___ Entries supplied ___

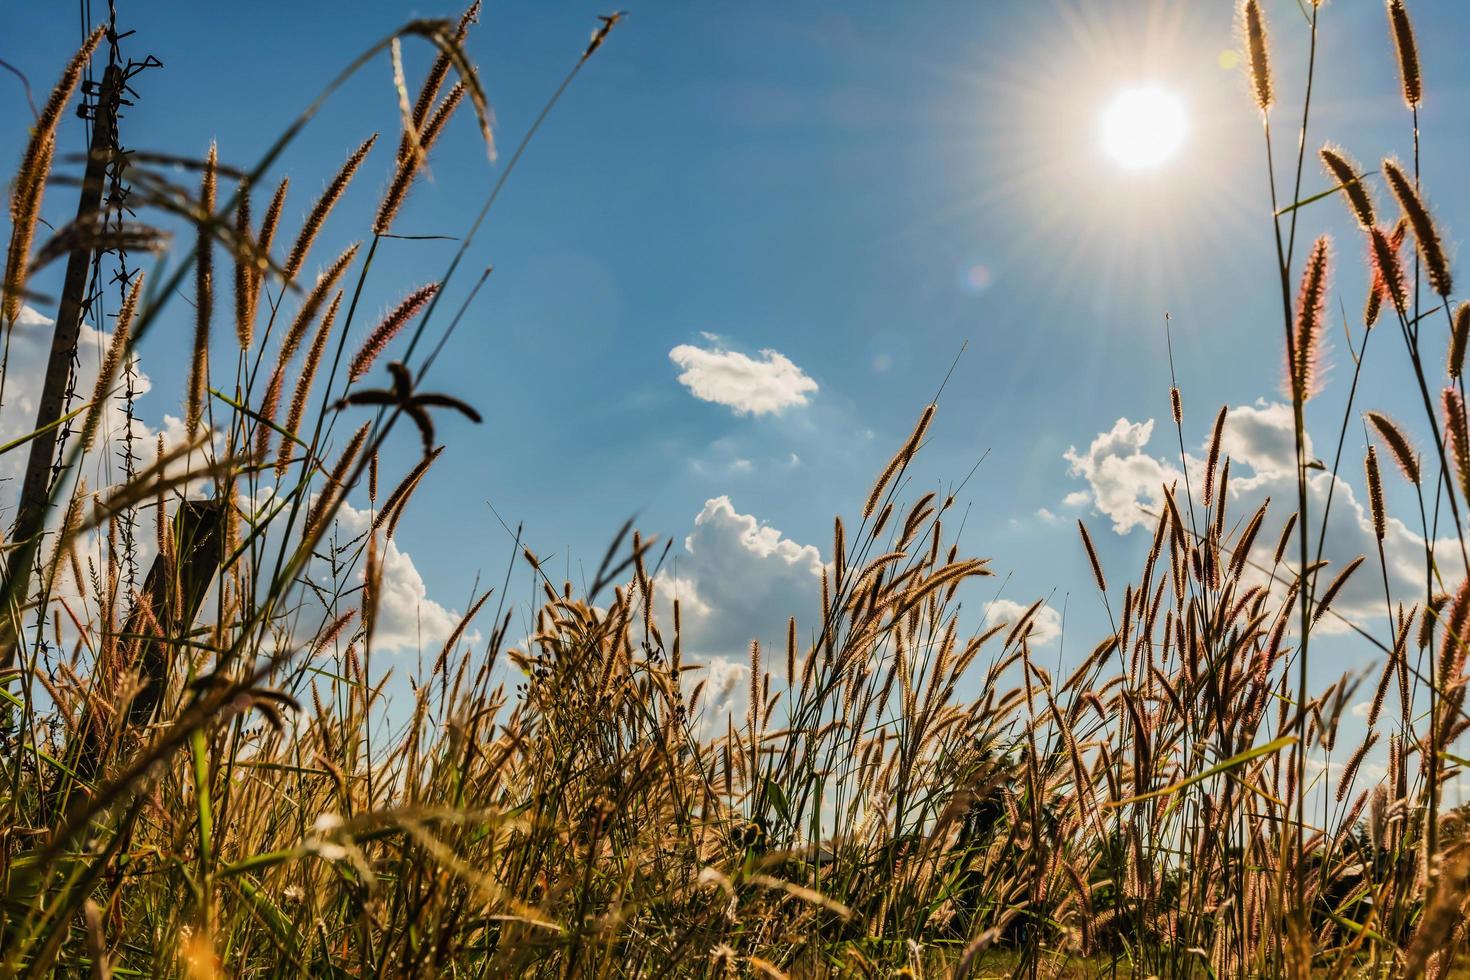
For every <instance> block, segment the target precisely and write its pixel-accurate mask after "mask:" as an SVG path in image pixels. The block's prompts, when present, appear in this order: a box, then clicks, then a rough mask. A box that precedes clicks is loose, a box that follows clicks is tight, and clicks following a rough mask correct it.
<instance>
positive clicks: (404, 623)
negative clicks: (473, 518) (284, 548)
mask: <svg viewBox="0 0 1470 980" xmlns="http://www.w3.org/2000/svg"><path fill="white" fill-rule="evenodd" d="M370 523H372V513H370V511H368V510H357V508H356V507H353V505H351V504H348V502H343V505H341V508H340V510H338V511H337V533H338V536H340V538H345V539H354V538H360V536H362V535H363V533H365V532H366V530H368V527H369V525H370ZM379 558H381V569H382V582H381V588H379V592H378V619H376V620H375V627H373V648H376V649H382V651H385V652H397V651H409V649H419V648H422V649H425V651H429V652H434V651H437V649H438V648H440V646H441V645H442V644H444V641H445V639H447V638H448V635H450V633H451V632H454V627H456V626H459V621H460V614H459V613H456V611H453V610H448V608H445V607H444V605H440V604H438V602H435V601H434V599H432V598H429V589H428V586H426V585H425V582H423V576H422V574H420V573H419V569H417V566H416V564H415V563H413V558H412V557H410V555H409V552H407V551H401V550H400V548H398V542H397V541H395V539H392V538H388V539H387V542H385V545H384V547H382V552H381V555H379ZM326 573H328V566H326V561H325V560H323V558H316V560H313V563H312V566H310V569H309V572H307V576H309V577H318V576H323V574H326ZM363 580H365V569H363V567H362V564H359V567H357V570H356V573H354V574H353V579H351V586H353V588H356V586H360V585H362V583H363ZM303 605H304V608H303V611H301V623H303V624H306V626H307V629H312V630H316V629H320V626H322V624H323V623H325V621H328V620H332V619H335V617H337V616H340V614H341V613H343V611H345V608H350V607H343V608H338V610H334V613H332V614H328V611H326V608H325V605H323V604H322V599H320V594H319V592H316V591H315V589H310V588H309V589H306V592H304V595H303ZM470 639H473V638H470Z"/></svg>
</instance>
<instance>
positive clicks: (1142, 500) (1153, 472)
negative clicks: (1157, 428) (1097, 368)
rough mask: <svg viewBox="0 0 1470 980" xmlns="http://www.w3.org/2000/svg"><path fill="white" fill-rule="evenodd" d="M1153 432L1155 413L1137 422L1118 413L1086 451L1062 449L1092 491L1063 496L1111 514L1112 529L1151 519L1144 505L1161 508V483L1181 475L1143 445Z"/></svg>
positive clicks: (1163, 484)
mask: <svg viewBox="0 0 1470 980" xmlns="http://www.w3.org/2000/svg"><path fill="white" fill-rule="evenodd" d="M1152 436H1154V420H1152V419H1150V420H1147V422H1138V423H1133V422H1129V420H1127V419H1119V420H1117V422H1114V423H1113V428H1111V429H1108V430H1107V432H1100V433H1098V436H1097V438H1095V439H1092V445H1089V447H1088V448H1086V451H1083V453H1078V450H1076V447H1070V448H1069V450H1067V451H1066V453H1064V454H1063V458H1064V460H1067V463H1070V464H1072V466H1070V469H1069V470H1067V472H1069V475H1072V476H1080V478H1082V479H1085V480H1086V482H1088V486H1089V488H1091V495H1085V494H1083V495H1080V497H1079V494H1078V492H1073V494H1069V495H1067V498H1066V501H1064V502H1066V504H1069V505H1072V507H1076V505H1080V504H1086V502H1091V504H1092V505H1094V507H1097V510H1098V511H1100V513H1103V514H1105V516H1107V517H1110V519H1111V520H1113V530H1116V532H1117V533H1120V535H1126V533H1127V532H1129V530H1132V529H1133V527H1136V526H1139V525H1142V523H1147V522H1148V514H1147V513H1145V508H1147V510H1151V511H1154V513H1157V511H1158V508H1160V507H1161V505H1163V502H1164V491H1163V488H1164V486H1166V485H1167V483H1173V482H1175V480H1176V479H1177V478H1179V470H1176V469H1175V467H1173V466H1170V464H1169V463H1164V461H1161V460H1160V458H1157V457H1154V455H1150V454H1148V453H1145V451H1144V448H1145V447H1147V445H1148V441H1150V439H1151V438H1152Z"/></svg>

___
___ Entries supplied ___

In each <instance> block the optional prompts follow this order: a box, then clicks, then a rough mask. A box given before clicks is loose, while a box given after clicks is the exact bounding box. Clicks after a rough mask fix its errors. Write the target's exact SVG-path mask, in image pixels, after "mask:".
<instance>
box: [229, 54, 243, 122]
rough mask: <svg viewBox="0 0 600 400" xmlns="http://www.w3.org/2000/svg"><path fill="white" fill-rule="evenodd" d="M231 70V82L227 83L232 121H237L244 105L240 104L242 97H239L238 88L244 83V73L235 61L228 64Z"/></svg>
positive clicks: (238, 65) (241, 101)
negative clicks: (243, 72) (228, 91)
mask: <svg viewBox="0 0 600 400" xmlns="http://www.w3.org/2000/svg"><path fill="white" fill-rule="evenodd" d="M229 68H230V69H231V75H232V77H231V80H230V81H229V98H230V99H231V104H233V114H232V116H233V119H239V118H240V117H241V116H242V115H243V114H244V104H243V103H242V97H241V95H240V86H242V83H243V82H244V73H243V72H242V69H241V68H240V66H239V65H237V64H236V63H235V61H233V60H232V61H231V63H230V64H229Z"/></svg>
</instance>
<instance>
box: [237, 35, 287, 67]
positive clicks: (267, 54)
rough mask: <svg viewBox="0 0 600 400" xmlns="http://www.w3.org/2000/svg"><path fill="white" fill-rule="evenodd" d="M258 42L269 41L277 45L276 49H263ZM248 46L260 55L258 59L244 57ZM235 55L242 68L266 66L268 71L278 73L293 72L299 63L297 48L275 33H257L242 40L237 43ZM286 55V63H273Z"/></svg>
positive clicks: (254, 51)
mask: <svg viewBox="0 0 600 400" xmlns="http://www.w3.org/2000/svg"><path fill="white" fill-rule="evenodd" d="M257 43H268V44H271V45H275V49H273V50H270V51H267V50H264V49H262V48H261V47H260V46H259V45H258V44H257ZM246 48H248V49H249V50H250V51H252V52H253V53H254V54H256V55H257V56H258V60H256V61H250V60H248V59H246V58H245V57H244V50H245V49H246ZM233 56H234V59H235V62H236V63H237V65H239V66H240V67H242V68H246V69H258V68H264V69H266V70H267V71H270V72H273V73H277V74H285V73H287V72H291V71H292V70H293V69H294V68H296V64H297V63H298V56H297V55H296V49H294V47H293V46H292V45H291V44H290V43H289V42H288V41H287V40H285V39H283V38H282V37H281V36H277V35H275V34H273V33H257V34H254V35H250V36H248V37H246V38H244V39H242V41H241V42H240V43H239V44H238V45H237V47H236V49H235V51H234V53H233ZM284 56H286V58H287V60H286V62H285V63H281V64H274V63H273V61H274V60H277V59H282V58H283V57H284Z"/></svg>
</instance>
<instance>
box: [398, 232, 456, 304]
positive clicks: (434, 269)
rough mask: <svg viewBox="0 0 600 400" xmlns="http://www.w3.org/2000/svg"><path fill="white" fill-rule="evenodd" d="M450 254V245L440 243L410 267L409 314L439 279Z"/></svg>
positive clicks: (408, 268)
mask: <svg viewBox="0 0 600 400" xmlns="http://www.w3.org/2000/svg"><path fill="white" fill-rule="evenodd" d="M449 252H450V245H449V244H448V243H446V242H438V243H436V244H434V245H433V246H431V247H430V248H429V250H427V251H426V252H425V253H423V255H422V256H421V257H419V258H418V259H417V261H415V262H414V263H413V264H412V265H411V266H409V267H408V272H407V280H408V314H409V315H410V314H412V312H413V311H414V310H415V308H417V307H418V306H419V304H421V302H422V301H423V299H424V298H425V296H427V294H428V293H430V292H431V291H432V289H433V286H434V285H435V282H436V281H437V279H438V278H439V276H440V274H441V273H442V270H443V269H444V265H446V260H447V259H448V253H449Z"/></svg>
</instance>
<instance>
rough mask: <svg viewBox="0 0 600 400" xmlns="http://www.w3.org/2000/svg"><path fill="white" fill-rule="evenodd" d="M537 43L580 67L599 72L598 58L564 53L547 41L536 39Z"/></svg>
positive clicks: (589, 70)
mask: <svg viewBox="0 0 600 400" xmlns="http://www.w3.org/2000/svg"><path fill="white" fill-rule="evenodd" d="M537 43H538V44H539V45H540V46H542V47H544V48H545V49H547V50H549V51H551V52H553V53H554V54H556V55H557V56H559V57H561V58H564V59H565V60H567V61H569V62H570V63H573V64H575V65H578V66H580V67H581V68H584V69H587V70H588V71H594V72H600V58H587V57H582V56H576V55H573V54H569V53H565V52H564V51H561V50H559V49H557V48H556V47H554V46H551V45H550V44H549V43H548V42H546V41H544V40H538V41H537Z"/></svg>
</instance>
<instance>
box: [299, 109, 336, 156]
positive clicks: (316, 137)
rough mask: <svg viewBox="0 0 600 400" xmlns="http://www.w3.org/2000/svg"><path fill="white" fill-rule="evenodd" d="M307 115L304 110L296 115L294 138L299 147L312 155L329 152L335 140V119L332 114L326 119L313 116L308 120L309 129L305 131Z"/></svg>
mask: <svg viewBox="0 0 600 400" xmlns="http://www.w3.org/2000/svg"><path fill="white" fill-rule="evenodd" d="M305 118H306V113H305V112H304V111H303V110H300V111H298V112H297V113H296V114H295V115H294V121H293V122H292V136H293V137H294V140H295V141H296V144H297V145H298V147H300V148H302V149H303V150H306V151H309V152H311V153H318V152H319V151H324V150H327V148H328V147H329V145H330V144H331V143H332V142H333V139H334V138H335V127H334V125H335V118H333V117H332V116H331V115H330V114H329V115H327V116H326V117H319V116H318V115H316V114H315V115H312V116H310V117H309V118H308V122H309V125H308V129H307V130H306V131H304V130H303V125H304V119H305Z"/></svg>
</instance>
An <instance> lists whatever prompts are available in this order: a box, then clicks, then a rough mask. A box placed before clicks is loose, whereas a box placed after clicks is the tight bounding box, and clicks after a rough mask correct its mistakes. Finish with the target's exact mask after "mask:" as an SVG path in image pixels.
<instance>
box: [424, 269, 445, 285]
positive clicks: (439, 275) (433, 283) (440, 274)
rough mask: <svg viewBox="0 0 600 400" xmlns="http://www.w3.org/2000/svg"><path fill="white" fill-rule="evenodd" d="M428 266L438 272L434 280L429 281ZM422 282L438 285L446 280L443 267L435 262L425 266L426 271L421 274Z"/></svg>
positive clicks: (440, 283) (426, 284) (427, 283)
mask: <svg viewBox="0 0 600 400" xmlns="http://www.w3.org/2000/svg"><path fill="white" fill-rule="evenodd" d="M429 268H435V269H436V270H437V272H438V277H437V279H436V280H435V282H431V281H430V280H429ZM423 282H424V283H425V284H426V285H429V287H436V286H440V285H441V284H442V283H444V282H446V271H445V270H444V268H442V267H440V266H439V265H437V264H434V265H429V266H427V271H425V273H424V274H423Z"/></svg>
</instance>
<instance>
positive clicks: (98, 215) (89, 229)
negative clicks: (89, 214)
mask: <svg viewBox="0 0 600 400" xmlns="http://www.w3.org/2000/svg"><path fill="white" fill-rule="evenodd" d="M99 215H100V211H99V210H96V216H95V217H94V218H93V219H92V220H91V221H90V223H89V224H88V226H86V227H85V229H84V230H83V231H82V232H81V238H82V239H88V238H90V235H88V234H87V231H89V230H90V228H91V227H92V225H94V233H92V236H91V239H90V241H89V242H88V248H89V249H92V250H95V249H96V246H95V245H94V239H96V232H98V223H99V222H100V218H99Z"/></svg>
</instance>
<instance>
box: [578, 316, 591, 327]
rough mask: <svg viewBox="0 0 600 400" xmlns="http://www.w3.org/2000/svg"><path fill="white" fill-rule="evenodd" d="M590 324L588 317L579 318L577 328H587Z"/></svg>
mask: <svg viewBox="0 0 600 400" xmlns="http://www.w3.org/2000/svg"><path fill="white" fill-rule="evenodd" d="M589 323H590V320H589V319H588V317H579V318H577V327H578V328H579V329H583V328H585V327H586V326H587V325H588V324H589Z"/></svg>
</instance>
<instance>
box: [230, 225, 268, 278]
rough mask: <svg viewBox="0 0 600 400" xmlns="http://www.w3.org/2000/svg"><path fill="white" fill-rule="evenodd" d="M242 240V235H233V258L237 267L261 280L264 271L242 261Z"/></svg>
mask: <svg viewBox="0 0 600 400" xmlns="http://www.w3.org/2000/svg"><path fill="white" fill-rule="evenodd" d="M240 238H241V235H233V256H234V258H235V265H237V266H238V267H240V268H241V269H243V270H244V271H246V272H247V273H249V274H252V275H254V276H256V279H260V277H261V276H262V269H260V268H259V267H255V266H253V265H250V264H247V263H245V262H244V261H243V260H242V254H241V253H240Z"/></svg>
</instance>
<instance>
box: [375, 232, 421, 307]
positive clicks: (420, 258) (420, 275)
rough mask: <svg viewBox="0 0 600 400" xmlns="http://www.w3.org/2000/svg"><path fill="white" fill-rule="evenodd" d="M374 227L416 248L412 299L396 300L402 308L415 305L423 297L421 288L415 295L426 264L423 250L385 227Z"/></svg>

___
___ Entries supplied ___

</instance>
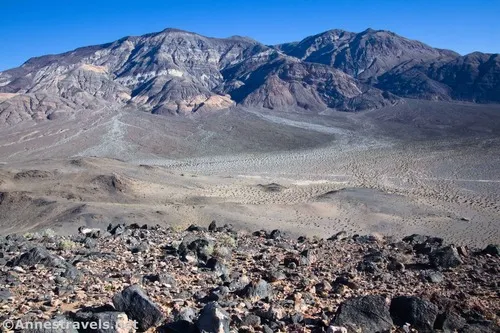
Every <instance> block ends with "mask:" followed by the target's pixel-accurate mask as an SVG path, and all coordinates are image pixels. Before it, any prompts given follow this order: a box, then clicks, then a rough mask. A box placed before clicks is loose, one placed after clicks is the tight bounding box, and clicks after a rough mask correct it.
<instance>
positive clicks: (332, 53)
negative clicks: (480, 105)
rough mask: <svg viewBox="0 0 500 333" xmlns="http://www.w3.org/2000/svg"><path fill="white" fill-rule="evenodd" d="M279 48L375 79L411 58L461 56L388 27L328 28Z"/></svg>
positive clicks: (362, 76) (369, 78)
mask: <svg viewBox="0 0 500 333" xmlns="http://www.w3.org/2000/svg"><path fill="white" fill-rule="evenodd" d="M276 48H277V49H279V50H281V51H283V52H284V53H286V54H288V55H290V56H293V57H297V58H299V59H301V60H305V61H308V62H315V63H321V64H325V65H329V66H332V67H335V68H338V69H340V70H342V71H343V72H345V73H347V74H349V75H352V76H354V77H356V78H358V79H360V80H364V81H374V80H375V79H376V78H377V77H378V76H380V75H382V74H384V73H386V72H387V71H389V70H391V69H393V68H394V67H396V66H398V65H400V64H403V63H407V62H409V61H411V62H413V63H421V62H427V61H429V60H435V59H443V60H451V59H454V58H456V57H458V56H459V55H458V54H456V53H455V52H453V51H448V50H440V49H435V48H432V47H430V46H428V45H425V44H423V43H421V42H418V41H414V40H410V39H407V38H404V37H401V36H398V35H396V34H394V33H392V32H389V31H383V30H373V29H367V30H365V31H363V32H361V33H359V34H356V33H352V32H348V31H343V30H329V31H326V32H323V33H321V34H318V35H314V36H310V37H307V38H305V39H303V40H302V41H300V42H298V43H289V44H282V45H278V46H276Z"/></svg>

___

Above are the lines; repeat exactly the ones from the line containing "For every <instance>" down to the line containing "positive clicks: (404, 623)", both inclusive.

> Written response:
For every <instance> block, segment the target precisely and write its pixel-accurate mask after "mask:" as an SVG path in image pixels. The block's prompts, when present, appear in this order: a box, then clicks, then a rough mask. A box that precedes clicks is loose, a box that follows clicks is tight, and clicks following a rough mask correct it.
<instance>
positive clicks: (404, 623)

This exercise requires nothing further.